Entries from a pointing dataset

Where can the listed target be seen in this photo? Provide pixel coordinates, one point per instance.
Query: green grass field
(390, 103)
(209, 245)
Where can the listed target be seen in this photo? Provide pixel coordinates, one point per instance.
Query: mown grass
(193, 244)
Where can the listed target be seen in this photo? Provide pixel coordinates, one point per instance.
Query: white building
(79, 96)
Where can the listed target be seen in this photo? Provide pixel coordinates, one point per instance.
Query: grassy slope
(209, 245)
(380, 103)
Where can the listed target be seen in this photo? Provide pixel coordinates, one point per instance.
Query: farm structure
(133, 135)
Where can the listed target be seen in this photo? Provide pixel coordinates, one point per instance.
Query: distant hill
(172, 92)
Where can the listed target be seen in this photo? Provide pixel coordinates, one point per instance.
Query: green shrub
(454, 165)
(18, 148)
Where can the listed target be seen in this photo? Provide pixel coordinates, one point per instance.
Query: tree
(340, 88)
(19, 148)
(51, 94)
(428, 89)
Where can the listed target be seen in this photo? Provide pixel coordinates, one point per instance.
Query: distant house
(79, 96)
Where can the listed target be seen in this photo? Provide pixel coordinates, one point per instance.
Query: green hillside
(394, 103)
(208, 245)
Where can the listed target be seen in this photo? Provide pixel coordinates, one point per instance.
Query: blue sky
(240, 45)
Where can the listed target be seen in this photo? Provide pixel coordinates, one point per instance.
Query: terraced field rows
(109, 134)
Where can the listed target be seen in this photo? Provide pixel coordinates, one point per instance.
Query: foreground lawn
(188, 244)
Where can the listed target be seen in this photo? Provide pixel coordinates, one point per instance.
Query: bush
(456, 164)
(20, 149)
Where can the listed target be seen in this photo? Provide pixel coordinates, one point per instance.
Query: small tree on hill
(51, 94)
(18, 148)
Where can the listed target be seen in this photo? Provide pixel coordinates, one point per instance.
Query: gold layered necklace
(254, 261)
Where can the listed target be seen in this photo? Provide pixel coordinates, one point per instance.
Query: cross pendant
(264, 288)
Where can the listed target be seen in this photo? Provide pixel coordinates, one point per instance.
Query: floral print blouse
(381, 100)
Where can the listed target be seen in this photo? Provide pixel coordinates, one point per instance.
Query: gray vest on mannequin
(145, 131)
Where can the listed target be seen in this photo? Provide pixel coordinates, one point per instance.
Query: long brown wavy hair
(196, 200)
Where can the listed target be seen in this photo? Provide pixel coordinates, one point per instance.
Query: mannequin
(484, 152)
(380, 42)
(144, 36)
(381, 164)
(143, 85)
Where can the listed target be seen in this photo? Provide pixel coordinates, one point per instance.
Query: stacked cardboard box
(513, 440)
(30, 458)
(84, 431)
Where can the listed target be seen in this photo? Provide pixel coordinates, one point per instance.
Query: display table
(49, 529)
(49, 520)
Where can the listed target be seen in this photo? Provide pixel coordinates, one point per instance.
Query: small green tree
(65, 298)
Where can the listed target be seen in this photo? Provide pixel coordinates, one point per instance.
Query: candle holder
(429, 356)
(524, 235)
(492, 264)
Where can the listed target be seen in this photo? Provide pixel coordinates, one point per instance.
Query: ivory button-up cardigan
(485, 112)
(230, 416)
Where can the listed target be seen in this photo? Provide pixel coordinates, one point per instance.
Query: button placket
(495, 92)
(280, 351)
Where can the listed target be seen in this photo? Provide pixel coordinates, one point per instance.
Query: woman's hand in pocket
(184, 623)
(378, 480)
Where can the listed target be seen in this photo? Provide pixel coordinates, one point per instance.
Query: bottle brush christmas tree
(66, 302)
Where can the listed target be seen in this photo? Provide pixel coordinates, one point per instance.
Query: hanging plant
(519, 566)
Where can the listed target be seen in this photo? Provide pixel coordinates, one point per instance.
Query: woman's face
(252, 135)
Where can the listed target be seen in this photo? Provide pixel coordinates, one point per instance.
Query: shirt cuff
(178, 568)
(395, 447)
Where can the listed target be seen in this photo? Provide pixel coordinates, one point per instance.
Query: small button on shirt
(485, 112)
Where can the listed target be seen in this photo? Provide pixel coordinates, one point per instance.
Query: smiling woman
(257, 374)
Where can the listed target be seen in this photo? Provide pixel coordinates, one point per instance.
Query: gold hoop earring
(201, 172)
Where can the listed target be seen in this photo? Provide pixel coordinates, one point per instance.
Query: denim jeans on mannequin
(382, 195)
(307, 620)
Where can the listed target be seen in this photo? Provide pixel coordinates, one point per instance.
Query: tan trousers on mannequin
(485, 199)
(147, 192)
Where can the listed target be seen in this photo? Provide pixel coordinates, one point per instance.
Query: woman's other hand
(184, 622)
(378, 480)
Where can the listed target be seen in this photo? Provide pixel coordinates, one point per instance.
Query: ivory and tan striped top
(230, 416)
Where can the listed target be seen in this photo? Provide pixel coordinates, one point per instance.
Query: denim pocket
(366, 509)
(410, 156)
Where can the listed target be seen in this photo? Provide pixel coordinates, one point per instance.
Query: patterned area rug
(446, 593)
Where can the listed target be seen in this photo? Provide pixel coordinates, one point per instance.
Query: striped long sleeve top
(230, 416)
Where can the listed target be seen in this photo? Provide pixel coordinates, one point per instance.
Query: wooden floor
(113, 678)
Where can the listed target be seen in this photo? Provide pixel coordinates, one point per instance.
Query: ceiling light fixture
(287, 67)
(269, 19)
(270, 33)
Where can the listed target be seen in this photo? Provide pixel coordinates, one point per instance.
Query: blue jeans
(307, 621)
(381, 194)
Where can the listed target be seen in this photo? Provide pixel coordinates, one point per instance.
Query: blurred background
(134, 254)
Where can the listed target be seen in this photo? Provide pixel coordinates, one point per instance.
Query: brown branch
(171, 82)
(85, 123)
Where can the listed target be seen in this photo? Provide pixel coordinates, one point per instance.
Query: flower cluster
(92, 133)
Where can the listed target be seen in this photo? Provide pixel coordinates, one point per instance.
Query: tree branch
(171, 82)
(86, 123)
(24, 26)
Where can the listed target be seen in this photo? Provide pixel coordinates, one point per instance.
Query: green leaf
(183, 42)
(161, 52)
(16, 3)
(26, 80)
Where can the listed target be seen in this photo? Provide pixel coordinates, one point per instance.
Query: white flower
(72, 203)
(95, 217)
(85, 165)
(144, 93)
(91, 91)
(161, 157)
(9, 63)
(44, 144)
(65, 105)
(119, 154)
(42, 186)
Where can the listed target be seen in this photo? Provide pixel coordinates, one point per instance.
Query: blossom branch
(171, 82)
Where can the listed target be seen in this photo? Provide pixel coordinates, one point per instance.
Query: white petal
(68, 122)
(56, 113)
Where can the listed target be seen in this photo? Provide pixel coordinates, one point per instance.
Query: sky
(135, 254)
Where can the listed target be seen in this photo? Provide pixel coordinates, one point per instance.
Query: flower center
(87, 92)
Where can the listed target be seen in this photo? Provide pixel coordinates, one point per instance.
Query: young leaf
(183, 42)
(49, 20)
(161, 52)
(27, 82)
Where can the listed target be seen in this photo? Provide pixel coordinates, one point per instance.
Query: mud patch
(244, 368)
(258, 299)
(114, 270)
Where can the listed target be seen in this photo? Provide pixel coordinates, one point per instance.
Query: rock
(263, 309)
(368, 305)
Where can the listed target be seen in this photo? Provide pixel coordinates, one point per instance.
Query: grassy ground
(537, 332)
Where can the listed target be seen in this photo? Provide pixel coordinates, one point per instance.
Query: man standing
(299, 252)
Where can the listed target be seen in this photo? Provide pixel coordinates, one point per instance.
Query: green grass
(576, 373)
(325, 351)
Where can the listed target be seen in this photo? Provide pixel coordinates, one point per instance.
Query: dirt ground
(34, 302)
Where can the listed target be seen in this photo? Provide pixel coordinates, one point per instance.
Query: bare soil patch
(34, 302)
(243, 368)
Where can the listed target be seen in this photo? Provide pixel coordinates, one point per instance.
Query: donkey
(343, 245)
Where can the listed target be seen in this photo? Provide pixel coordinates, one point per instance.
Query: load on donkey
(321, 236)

### Work instructions
Show every line in the records that contains the word "white", copying each line in full.

### The output
Query: white building
Query: white flower
Query: white petal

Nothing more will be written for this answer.